■ Set task ■
Locate the line containing "Request = locate the rock" in the data below. Reproduce it and every following line up to the end, exactly as given.

■ Supplied data ■

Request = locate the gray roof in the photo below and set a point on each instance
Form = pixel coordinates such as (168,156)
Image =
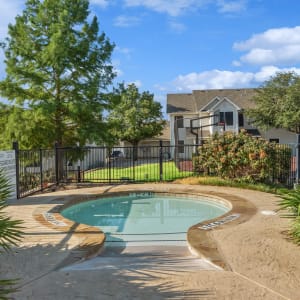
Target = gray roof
(199,98)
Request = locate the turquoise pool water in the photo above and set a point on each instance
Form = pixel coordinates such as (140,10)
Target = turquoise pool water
(145,216)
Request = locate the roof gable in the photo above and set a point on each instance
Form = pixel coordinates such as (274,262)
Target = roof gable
(225,99)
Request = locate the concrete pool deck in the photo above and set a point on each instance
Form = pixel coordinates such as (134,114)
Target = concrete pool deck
(260,261)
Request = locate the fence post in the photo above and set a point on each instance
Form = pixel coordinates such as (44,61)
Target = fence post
(56,163)
(160,161)
(78,174)
(16,148)
(297,162)
(41,169)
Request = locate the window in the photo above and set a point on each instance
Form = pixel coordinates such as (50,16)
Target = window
(241,120)
(226,117)
(179,121)
(181,146)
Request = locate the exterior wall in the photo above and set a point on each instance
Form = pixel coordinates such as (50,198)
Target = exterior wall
(182,132)
(227,107)
(284,136)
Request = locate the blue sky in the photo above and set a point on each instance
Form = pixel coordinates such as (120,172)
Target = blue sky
(174,46)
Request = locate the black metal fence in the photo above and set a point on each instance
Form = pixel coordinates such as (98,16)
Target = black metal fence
(123,164)
(41,169)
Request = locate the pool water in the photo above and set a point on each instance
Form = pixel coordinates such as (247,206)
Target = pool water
(145,216)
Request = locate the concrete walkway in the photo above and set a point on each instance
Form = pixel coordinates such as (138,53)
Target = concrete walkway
(264,263)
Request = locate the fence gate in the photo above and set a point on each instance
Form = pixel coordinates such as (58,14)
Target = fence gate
(40,169)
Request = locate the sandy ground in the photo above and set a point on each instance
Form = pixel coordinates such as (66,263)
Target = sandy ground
(264,262)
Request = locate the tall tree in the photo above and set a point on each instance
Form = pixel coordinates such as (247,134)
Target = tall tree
(136,117)
(278,103)
(57,68)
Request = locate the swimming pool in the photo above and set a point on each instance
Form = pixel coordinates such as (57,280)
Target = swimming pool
(146,216)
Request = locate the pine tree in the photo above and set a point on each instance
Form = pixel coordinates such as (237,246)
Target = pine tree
(57,69)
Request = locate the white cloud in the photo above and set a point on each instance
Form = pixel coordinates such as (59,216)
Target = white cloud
(177,27)
(177,7)
(279,46)
(9,10)
(126,21)
(221,79)
(101,3)
(231,6)
(137,83)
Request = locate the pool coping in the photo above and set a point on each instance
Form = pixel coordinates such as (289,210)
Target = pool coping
(199,236)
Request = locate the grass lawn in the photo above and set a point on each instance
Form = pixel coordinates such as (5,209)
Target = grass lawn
(143,172)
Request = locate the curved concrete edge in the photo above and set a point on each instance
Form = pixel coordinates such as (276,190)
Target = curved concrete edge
(200,240)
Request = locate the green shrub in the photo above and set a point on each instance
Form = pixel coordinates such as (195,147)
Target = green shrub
(291,204)
(241,157)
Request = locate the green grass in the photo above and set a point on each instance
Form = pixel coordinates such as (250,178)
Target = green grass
(144,172)
(217,181)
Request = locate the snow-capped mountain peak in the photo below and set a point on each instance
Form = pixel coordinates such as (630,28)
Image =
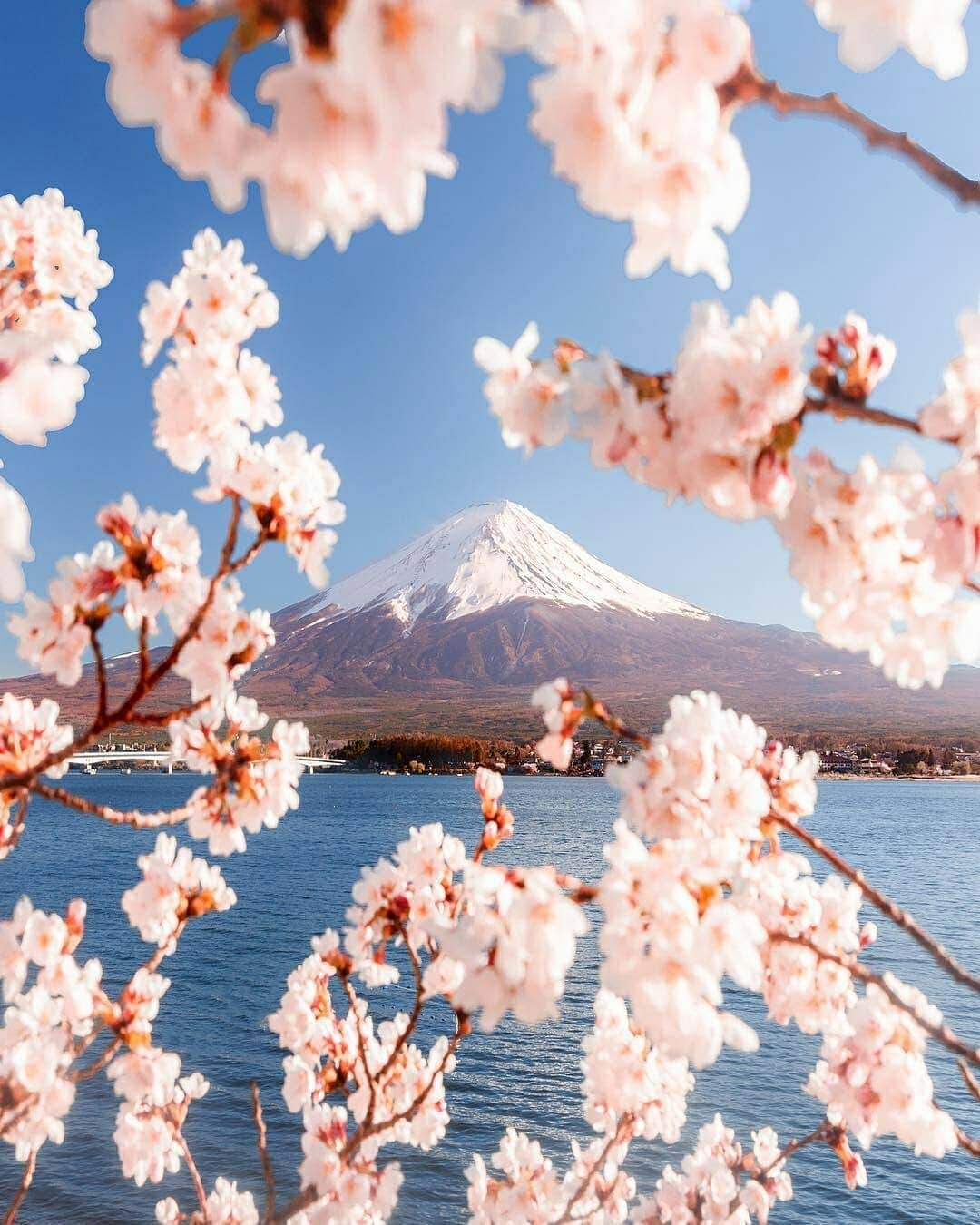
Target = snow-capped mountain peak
(485,556)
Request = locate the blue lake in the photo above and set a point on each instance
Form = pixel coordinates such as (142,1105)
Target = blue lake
(916,840)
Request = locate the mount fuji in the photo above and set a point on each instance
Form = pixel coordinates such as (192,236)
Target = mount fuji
(452,631)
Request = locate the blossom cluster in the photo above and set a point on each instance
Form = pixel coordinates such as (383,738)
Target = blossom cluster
(360,107)
(389,1084)
(255,783)
(42,1022)
(175,887)
(516,941)
(51,273)
(882,555)
(632,112)
(718,429)
(630,1089)
(872,1075)
(710,1185)
(213,395)
(28,737)
(156,1099)
(872,30)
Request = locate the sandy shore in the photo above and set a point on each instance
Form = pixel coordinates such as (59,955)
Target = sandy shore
(897,778)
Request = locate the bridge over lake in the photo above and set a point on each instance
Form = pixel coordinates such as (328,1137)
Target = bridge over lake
(95,757)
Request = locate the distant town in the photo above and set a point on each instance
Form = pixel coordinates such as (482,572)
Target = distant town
(413,753)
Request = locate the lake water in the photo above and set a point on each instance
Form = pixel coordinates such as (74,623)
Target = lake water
(917,840)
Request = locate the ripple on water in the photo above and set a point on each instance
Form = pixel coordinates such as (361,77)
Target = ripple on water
(916,840)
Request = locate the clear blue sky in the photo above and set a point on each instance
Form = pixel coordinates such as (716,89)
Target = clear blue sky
(373,350)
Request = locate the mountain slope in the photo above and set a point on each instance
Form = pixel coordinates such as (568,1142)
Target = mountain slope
(452,631)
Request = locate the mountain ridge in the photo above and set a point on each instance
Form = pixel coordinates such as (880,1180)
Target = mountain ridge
(452,631)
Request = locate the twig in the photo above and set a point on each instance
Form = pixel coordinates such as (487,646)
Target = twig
(97,1064)
(968,1143)
(142,688)
(625,1124)
(899,916)
(361,1044)
(137,819)
(822,1132)
(103,685)
(942,1033)
(969,1078)
(305,1198)
(199,1186)
(749,86)
(263,1157)
(416,1008)
(843,409)
(26,1178)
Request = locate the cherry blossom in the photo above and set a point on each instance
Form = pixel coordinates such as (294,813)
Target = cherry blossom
(868,549)
(955,416)
(632,113)
(720,429)
(212,394)
(625,1074)
(710,1185)
(149,1121)
(348,1191)
(290,490)
(175,887)
(516,940)
(594,1189)
(874,1078)
(561,718)
(256,784)
(354,133)
(405,899)
(872,30)
(43,1022)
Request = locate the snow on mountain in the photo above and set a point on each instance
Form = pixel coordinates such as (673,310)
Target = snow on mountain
(486,556)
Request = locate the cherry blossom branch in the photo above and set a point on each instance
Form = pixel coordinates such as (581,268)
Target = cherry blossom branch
(823,1132)
(97,1064)
(137,819)
(969,1080)
(620,1134)
(899,916)
(968,1143)
(416,1007)
(942,1033)
(842,408)
(144,685)
(309,1196)
(261,1140)
(750,87)
(361,1044)
(24,1185)
(199,1186)
(103,683)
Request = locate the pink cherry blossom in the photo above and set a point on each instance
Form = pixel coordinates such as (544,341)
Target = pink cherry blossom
(872,30)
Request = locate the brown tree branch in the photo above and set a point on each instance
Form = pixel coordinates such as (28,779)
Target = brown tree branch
(899,916)
(849,409)
(199,1186)
(750,87)
(24,1185)
(261,1140)
(103,685)
(941,1032)
(144,685)
(137,819)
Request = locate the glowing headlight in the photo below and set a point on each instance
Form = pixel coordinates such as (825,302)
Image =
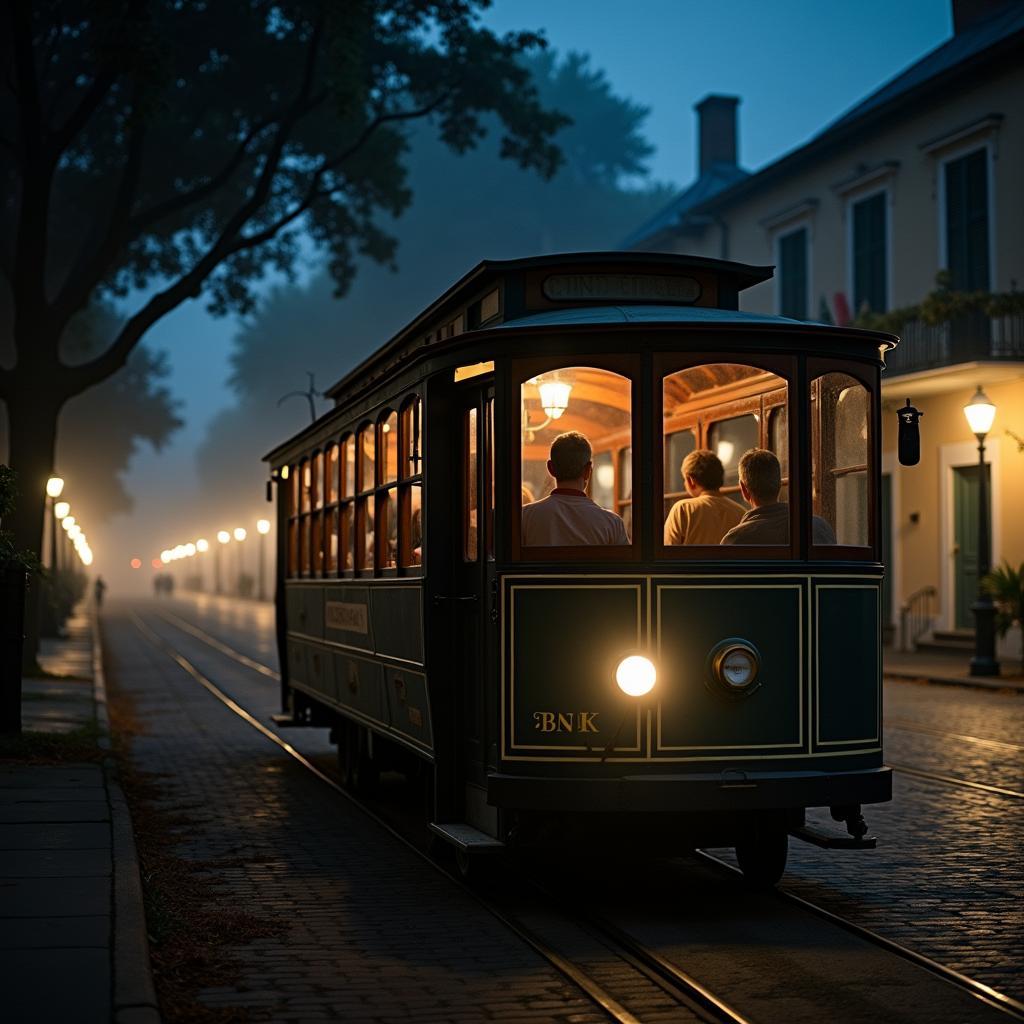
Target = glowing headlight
(734,665)
(636,675)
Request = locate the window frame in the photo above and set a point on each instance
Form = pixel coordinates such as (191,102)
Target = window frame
(854,200)
(818,367)
(521,370)
(785,367)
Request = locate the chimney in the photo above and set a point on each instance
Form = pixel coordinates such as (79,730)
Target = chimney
(968,12)
(717,119)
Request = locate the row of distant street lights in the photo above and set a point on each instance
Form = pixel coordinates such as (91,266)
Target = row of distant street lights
(202,546)
(61,514)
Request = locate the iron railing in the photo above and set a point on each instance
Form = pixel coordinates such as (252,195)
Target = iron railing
(971,338)
(916,616)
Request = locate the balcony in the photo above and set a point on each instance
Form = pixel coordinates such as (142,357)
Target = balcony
(974,338)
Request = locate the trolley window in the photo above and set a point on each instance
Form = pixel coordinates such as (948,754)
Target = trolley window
(725,461)
(841,419)
(588,410)
(411,487)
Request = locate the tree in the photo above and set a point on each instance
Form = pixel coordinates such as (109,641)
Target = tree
(464,208)
(187,146)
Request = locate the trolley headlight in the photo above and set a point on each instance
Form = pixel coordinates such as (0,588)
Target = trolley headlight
(734,666)
(636,675)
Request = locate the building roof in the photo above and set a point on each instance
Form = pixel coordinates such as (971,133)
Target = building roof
(973,49)
(718,177)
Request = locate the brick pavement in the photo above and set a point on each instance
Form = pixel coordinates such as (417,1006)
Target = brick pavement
(946,879)
(372,933)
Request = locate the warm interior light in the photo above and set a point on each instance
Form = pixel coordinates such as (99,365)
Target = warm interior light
(980,413)
(636,675)
(555,397)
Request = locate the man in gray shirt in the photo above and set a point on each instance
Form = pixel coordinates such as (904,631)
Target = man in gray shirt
(767,522)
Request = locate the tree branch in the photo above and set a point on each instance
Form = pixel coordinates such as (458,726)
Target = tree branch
(77,379)
(92,264)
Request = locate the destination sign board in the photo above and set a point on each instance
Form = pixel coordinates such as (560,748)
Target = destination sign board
(622,287)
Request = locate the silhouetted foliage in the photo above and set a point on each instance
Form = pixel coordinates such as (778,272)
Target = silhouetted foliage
(464,209)
(189,147)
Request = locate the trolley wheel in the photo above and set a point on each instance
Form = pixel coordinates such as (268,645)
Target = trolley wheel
(358,772)
(762,855)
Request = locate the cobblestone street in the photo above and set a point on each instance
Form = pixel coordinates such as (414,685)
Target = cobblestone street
(372,932)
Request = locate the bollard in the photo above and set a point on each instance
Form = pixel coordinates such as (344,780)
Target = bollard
(12,589)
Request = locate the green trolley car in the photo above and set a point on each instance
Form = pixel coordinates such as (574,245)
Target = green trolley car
(665,693)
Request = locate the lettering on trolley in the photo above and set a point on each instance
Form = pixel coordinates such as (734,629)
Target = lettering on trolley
(557,721)
(622,286)
(342,615)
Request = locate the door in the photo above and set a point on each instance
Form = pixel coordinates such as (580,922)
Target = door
(887,553)
(471,574)
(966,542)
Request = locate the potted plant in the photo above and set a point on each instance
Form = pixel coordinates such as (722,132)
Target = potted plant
(1006,586)
(14,568)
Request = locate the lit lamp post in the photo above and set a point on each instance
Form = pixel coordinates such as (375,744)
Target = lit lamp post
(53,487)
(202,547)
(980,413)
(60,512)
(240,536)
(262,527)
(222,538)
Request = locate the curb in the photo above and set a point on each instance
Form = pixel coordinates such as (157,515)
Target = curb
(134,995)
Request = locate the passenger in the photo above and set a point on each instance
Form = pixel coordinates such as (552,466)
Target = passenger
(706,516)
(567,516)
(768,520)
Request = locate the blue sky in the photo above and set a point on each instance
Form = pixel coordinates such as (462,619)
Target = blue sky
(796,65)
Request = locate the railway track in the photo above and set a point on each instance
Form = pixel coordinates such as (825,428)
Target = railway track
(638,967)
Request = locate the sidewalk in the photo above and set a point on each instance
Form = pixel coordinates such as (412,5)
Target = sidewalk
(73,940)
(949,670)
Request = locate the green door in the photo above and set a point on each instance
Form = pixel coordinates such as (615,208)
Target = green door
(966,541)
(887,551)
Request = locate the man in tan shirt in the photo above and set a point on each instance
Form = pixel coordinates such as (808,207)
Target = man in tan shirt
(706,516)
(567,517)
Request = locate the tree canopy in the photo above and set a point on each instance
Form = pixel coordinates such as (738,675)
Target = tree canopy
(464,209)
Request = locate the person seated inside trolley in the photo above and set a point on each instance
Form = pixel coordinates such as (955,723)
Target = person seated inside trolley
(706,516)
(768,519)
(567,517)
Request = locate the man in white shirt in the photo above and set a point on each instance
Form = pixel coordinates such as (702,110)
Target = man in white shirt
(567,517)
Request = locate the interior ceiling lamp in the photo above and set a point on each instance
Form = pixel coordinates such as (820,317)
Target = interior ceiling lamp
(554,401)
(980,412)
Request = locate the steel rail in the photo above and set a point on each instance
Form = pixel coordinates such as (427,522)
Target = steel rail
(595,991)
(951,780)
(985,993)
(656,964)
(899,723)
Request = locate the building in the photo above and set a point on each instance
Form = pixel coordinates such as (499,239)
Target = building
(923,177)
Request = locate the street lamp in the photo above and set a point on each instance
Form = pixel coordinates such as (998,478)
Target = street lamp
(262,527)
(240,536)
(223,538)
(980,413)
(53,487)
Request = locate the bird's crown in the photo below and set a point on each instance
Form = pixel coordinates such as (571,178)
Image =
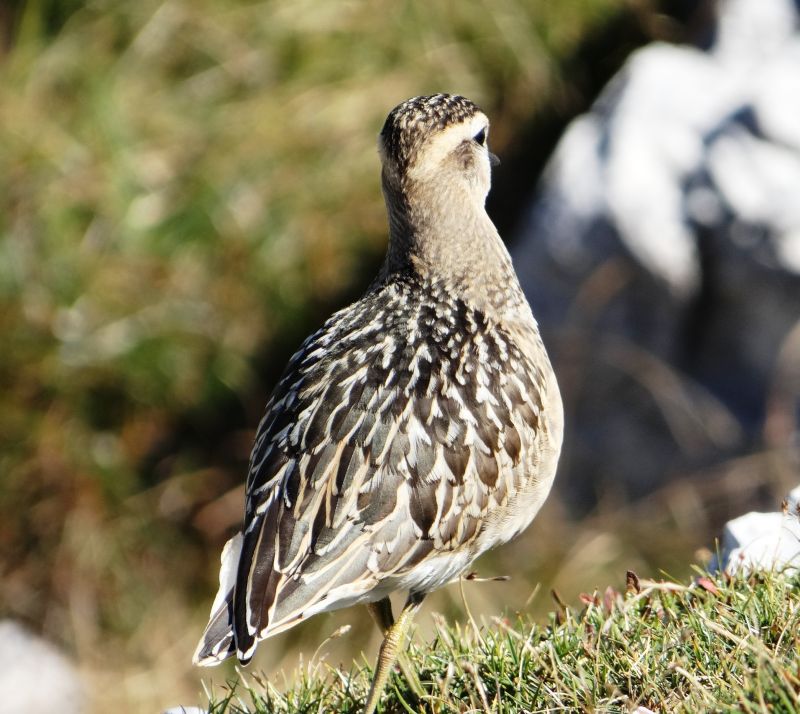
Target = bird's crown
(409,123)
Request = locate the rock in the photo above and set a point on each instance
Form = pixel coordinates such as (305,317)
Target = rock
(762,541)
(661,255)
(35,676)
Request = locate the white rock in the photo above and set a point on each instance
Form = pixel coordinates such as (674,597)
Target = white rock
(35,676)
(762,541)
(661,252)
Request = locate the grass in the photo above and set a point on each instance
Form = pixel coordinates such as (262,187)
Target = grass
(719,643)
(187,189)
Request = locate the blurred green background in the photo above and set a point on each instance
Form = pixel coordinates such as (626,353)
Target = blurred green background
(187,188)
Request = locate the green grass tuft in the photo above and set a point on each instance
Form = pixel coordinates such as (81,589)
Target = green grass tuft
(718,644)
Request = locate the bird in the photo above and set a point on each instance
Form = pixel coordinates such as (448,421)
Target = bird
(418,428)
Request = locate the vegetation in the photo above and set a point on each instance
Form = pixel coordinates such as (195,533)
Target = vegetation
(719,644)
(187,188)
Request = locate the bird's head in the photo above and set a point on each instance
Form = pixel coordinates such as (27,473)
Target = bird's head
(429,143)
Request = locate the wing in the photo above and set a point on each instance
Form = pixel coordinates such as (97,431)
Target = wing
(394,430)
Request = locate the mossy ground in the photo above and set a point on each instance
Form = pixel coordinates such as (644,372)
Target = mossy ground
(715,644)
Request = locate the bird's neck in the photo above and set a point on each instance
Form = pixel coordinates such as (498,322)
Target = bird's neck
(443,234)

■ Solution ■
Request = locate the rock in the photo above and set a point on each instance
Form = pixel coordinates such as (305,317)
Target = rock
(762,541)
(661,255)
(35,676)
Request = locate the white rock in the photo above and set a point on each instance
Form = pixel coordinates such as (674,597)
Target = white rock
(35,676)
(762,541)
(661,252)
Request = locate the grass in the photo above and set a point on each instance
Form = pixel coordinates such as (262,187)
Target = grass
(719,643)
(187,189)
Request = locate the blurred green background in the photo above and set a point on each instance
Form = pixel coordinates such as (626,353)
Target = blurred green background
(187,188)
Request = locate the green grass tuft in the photo above and set a point on each instance
Form = pixel coordinates such as (81,589)
Target = green grass tuft
(718,644)
Request = locate the bird in the photo above and set a point on each instance
Form = pixel coordinates such as (448,421)
Target = bird
(418,428)
Request = locate the vegetation in the photo above and set a point on each instance
Form = pixel coordinates such as (195,533)
Target = vegetation
(719,644)
(187,188)
Request = locate the bird's head in the photo above and set a point on each instance
Form = pixel coordinates such as (27,473)
Target = bird's head
(429,143)
Request = locate the wing in the photo above and set a point on each instance
Form = pixel coordinates such as (97,431)
Target = wing
(394,430)
Request = locate the mossy ground in the photo above and set a point on each instance
Form = pixel coordinates such as (644,372)
Target = mossy ground
(715,644)
Request = locate the bird's neck in the photo above and set a point on each instance
Form = pixel coordinates such as (498,322)
Target = bird's neck
(443,234)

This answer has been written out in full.